---- Material to process
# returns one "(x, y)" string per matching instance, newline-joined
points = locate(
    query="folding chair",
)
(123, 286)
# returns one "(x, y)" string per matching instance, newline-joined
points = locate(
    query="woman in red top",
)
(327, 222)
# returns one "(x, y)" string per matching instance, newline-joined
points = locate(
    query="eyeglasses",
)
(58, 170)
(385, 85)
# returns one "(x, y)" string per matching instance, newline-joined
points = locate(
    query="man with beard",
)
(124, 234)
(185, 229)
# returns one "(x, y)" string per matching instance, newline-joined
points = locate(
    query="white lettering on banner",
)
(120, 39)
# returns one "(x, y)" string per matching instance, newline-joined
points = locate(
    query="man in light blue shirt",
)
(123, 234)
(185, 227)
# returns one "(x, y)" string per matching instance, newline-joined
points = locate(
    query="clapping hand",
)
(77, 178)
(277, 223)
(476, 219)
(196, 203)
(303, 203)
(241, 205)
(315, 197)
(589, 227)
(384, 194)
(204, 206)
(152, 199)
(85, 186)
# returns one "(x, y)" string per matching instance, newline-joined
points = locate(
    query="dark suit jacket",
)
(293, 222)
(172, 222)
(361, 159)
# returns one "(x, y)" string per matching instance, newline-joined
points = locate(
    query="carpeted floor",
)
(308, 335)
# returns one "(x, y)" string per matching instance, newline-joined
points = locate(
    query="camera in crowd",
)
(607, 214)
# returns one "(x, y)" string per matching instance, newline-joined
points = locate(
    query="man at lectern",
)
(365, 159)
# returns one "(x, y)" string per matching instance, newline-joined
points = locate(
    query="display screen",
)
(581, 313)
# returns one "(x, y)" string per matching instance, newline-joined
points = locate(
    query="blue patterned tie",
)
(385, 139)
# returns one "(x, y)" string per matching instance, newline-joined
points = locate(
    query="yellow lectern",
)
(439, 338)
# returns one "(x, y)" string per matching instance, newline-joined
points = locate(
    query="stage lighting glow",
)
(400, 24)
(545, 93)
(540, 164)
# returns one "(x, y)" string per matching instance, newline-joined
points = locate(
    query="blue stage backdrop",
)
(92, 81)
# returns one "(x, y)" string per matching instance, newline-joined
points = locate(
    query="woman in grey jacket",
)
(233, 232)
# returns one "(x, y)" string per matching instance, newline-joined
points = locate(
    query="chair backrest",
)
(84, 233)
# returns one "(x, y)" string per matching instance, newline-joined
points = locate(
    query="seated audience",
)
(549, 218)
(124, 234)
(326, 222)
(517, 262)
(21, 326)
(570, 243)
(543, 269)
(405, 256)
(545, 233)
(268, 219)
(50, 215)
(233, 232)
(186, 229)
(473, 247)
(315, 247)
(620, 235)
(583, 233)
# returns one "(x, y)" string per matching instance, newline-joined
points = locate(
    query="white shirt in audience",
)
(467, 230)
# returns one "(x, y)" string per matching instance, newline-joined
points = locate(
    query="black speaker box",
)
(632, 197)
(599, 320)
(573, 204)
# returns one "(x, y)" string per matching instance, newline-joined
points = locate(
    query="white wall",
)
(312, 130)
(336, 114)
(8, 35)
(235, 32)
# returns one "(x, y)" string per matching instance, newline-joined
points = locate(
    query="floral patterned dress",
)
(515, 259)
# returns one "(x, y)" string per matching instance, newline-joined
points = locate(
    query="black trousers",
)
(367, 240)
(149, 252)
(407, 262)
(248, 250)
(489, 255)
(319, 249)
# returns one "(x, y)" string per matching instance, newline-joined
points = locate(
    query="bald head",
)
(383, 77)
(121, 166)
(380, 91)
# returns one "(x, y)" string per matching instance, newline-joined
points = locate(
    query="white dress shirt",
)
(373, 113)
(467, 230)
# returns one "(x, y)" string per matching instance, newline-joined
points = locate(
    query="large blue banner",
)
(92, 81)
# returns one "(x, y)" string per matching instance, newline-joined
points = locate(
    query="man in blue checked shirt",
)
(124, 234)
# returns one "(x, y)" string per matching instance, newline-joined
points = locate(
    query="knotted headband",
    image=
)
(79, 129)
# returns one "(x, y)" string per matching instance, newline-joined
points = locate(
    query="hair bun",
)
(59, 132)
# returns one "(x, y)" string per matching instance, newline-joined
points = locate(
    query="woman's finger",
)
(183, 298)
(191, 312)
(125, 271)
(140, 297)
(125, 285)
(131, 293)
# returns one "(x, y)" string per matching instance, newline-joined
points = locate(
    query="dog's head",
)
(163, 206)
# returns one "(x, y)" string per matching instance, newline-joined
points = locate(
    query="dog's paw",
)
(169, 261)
--------
> _What to do_
Your task is to repeat the data exactly, with nothing left out.

> _Response below_
# returns one "(x, y)" string per matching instance, newline-joined
points = locate(
    query="folding chair",
)
(123, 286)
# returns one "(x, y)" string per matching instance, newline-joined
points = locate(
    query="woman in red top",
)
(327, 222)
# returns one "(x, y)" string per matching instance, newline-joined
points = locate(
    query="eyeglasses",
)
(58, 170)
(385, 85)
# returns one "(x, y)" string per matching instance, newline-joined
points = locate(
    query="man with beard",
)
(124, 234)
(185, 229)
# returns one "(x, y)" string per matching instance, newline-joined
points = locate(
    query="white lettering on banner",
)
(120, 39)
# returns one "(x, y)" string per matching instance, newline-joined
points = locate(
    query="man in light blue shirt",
)
(123, 234)
(185, 227)
# returns one "(x, y)" string per matching instance, newline-joined
points = locate(
    query="clapping hand",
)
(77, 178)
(277, 223)
(476, 219)
(196, 203)
(303, 203)
(241, 205)
(315, 197)
(589, 227)
(384, 194)
(204, 206)
(152, 199)
(85, 186)
# returns one "(x, y)" string per matching instance, newline-joined
points = locate(
    query="dark suit jacket",
)
(293, 222)
(172, 222)
(361, 159)
# returns one "(x, y)" string per matching instance, newline-joined
points = locate(
    query="carpeted floor",
)
(308, 335)
# returns one "(x, y)" string per matching instance, newline-joined
points = locate(
    query="camera in crowd",
)
(607, 214)
# returns one "(x, y)" string per matching instance, newline-joined
points = locate(
    query="man at lectern",
)
(365, 159)
# returns one "(x, y)" string per matching instance, newline-joined
points = locate(
    query="display screen",
)
(581, 313)
# returns one "(x, y)" string per matching instance, newline-joined
points = locate(
    query="blue patterned tie",
)
(385, 139)
# returns one "(x, y)" string per matching instance, newline-joined
points = locate(
    query="yellow lectern",
)
(439, 338)
# returns one "(x, y)" string per matching instance, newline-joined
points = locate(
    query="stage lighting glow",
)
(400, 24)
(545, 93)
(540, 164)
# returns one "(x, y)" string per matching instance, newline-joined
points = locate(
    query="blue stage backdrop",
)
(92, 81)
# returns one "(x, y)" string per matching instance, newline-joined
points = locate(
    query="woman in grey jacket",
)
(233, 232)
# returns one "(x, y)" string per matching instance, newline-joined
points = locate(
    query="chair backrest",
)
(84, 233)
# returns one "(x, y)" string per matching instance, newline-joined
points = locate(
    query="seated audience",
)
(549, 218)
(124, 234)
(326, 222)
(517, 262)
(21, 326)
(570, 243)
(543, 269)
(405, 256)
(545, 233)
(268, 219)
(50, 215)
(233, 232)
(186, 229)
(473, 247)
(315, 247)
(620, 235)
(583, 233)
# returns one "(x, y)" string per matching instance, newline-joined
points = locate(
    query="white shirt in audience",
)
(467, 230)
# returns one "(x, y)" string per matching instance, newline-joined
points = locate(
    query="black speaker box",
)
(632, 197)
(599, 320)
(573, 204)
# returns one "(x, y)" string per matching instance, newline-joined
points = locate(
    query="white wall",
)
(312, 130)
(336, 114)
(8, 35)
(235, 32)
# returns one "(x, y)" string per matching instance, newline-joined
points = locate(
    query="floral patterned dress",
)
(515, 259)
# returns one "(x, y)" string per matching instance, newline-joined
points = locate(
    query="black trousers",
)
(367, 240)
(149, 252)
(407, 262)
(248, 250)
(489, 255)
(319, 249)
# returns one "(x, y)" string per matching instance, newline-joined
points = locate(
    query="bald head",
)
(383, 77)
(121, 166)
(380, 91)
# returns one "(x, y)" string per matching instance, newline-joined
points = locate(
    query="white dress shirt",
)
(373, 113)
(467, 230)
# returns one "(x, y)" string per matching instance, newline-joined
points = locate(
    query="large blue banner",
)
(92, 81)
# returns one "(x, y)" string per matching instance, newline-joined
points = locate(
    query="man in blue checked shirt",
)
(124, 234)
# returns one "(x, y)" string per matching instance, newline-joined
points = locate(
    query="knotted headband",
    image=
)
(79, 129)
# returns one "(x, y)" string per matching instance, newline-joined
points = locate(
    query="hair bun",
)
(59, 132)
# returns one "(x, y)" string per matching instance, newline-joined
points = locate(
    query="woman's finger",
)
(183, 298)
(191, 312)
(125, 271)
(140, 297)
(125, 285)
(131, 293)
# returns one "(x, y)" string per matching instance, newline-joined
points = locate(
    query="dog's head",
)
(163, 206)
# returns one "(x, y)" string per matching instance, newline-joined
points = locate(
    query="dog's paw",
)
(169, 261)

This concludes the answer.